--- STATED TASK ---
Return the entries below verbatim. Pictures stay out.
# start of DATA TO USE
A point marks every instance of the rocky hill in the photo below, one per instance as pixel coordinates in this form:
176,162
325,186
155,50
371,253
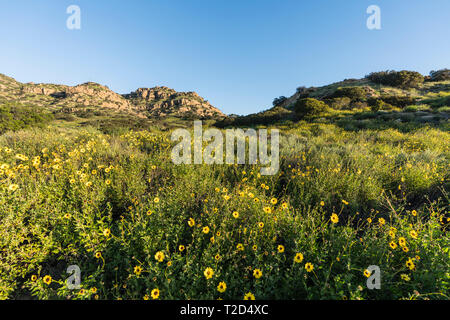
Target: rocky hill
143,103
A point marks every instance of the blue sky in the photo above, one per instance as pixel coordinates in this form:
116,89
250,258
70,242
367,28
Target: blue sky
238,54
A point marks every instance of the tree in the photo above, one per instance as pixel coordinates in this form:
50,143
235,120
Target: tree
310,107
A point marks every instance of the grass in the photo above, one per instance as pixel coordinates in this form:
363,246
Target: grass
113,203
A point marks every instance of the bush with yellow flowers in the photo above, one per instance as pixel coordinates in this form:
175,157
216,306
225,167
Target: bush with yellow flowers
140,227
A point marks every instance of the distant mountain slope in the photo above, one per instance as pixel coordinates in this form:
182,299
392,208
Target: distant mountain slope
143,103
402,96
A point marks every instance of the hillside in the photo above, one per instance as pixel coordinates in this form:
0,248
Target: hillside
424,100
93,97
87,179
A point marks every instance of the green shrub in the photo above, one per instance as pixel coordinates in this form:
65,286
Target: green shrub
398,101
310,107
401,79
278,101
354,93
15,117
339,103
381,105
440,75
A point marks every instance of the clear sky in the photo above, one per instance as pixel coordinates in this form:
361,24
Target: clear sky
238,54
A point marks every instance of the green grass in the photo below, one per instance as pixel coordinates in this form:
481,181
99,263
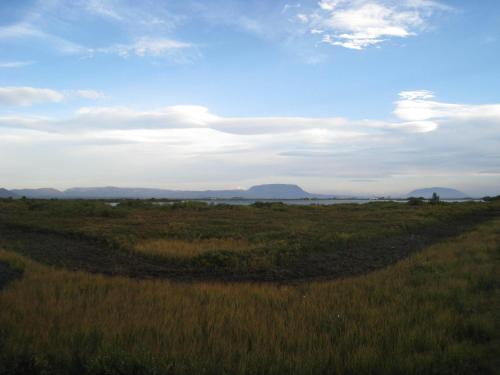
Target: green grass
281,238
435,312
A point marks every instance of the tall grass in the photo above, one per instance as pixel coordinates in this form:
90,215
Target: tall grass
436,312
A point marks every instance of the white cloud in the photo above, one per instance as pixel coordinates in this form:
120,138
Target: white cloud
28,31
426,140
26,96
176,51
88,94
418,106
358,24
15,64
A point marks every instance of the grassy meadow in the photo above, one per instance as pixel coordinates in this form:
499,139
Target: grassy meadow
435,311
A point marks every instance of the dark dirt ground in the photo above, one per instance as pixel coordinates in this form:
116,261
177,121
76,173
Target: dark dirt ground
79,254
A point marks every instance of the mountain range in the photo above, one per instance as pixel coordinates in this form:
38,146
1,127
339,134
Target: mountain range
268,191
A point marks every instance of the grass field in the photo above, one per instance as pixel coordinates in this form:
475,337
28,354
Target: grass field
435,311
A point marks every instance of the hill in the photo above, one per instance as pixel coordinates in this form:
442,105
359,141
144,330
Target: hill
269,191
4,193
43,193
444,193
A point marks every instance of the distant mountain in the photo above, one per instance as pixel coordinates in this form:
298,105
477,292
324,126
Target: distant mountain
277,191
43,193
444,193
4,193
271,191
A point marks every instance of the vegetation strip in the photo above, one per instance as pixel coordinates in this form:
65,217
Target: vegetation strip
358,258
435,312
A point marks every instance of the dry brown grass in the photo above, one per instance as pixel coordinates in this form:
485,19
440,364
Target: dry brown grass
188,249
432,313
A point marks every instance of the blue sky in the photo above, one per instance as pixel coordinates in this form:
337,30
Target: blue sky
346,96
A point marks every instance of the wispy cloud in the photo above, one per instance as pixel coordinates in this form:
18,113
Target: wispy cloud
358,24
15,64
426,137
27,96
27,30
144,47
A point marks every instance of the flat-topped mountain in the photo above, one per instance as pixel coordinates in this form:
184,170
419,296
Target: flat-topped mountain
4,193
444,193
277,191
269,191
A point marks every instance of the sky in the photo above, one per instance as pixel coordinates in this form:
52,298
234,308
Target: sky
338,96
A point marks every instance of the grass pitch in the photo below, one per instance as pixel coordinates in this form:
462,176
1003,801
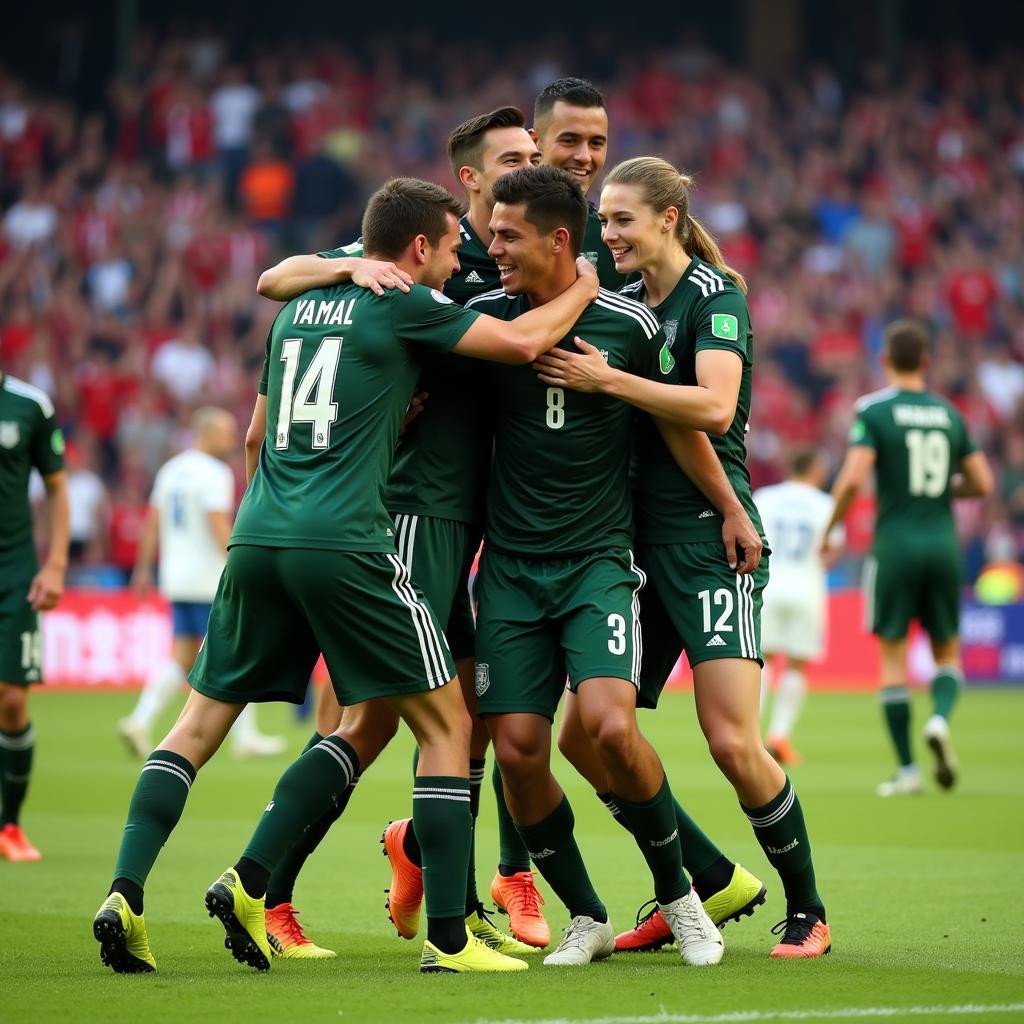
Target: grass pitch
924,894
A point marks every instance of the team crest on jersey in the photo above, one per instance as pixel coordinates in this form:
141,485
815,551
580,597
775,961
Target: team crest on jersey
482,679
10,433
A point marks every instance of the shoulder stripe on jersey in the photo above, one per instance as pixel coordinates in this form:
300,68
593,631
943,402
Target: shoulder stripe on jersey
498,293
631,305
24,390
647,330
873,396
709,283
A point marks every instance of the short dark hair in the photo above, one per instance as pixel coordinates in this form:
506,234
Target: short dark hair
466,142
906,343
402,208
552,197
574,91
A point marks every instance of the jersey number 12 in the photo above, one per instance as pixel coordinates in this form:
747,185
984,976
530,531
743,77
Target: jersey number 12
310,401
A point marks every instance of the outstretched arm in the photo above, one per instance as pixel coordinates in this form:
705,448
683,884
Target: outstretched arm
296,274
# end of DATA TO USE
--- THE RESULT ---
A point marks every instance of the rocky hill in the photo below, one per instance as pixel coordinates in this form:
176,162
325,186
155,50
371,253
Target: rocky hill
143,103
A point marks every instance of the blue sky in the photo above, one per instance as pixel coordinates in this form:
116,89
250,258
70,242
367,28
Target: blue sky
238,54
A point marks every instance of the tree in the photo above, one per instance as pixel coordinates in this form:
50,143
235,120
Target: tree
310,107
A point marks every instance of the grass in the photo above, one per instance as pixel coordinates in this form:
363,246
Target: grass
113,203
A point marks every instance of the bush with yellow flowers in the photo above, one per instance as pixel coordinates in this form:
175,157
216,306
225,167
Target: bush with yellow flowers
140,227
A point marks every instance of the distant mountain slope in the photo above, one per instance as pixel coordinates in this form:
182,299
392,208
Target: distant mountain slope
143,103
402,96
A point marks every instance of the hillside in the photo above, one per instance as pixel coordinates in this form:
0,248
Target: hillside
424,100
93,97
87,179
A point marks every instance of the green shrub in the photo above, one per instance as pixel coordinates in this form:
65,286
Target: green shrub
398,101
310,107
401,79
278,101
354,93
15,117
339,103
381,105
440,75
A point marks every instance of the clear sky in the photo above, one per instance as pixel coordinates in this form:
361,24
Target: clear sky
238,54
A point marks every instance of the green grass in the photo below, one per instance as pixel coordinates in this form:
481,181
99,263
Target: green grass
281,238
435,312
A point marks every instance of the tall grass in the photo above, one per instance as pixel coordinates in this form:
90,215
Target: tall grass
436,312
A point marks every instance of the white cloud in the photo above, one per instance as pixel coordinates in this form:
120,138
Target: white cloud
28,31
426,140
26,96
176,51
88,94
418,106
358,24
15,64
A point marks every instance of the grassy meadow in the photo above, one per instance as pixel coordinates in this form:
499,139
Target: grassy meadow
435,311
A point marks every instance of the dark dirt ground in the photo above, one per instance as pixel coordinates in this form:
116,261
177,121
76,173
Target: dark dirt ground
79,254
A point marks every instance of the mountain range in the photo above, one per instance as pixel coordinates in this form:
38,146
1,127
339,134
Target: mountain range
268,191
A point marks every instance of the grass field in the photo above, one per instance as pixel coordinates in this form:
475,337
28,354
Target: grass field
435,311
A point marks every instance of the hill in the photo above, one per instance as pixel coordinates in this form:
442,105
359,141
144,330
Target: hill
269,191
4,193
43,193
444,193
A point marks every instance of the distant mountain in the photo above, one per instance as pixel coordinates in this form:
298,105
477,292
324,126
Target: distant mountain
277,191
43,193
444,193
4,193
271,191
A point marks every instance of the vegetation strip in the photo above, one per instance as pixel coordinates in this form:
65,217
Target: vegetation strip
358,258
435,312
A point marks every instance of the dry brown grass in the photo above, one per instance as pixel coordinates in this form:
485,19
440,364
Target: dry brown grass
188,249
432,313
A point marks every instance of the blue sky in the photo above, one per instance as pixel coordinates in this form:
337,30
Target: blue sky
346,96
A point marks every instance of the wispy cloud in the photo above, one per instance as pixel coordinates in this form:
18,113
Target: wispy cloud
358,24
15,64
426,137
27,96
27,30
144,47
A point marks every instance of the flat-topped mountain in the photo above, one per instance as pixel coordinates in this form:
184,170
419,296
Target: flat-topped mountain
4,193
444,193
277,191
269,191
A point marks every instance of the sky in the photo above, one per instance as pixel coordinates in this form:
52,298
234,308
Target: sky
338,96
A point marks every instance of the grass pitch in the photo below, one per instance as pixel coordinates in this form:
462,176
1003,801
Target: grass pitch
924,894
A point marks every instance of the team crest on jersey in the photo above, one per instance as pixel coordinates in this form:
141,485
815,551
580,597
775,961
Target: team crest on jersey
482,679
10,433
A point marks every instance of the shoulder stripe on jersey in the photo above, one per instance as pixel coordinates in this form:
300,68
593,631
943,402
Target: shoulder stripe on jersey
498,293
631,305
24,390
647,330
873,396
709,283
A point marks every instance of the short dark hair in the photo above, one per instance as pixel coordinates in this form:
506,234
Target: short dark hair
466,142
906,343
402,208
552,197
574,91
A point marks every instance of the jersey number 12 in the photo above, one per instance as pixel coordinates in this form:
747,185
984,976
530,531
743,77
Target: jersey number 12
310,401
A point marks every instance of the outstretched arm in the photo above, one per instance as pixel coordinates in this form:
705,448
683,884
Target: outstretched arm
296,274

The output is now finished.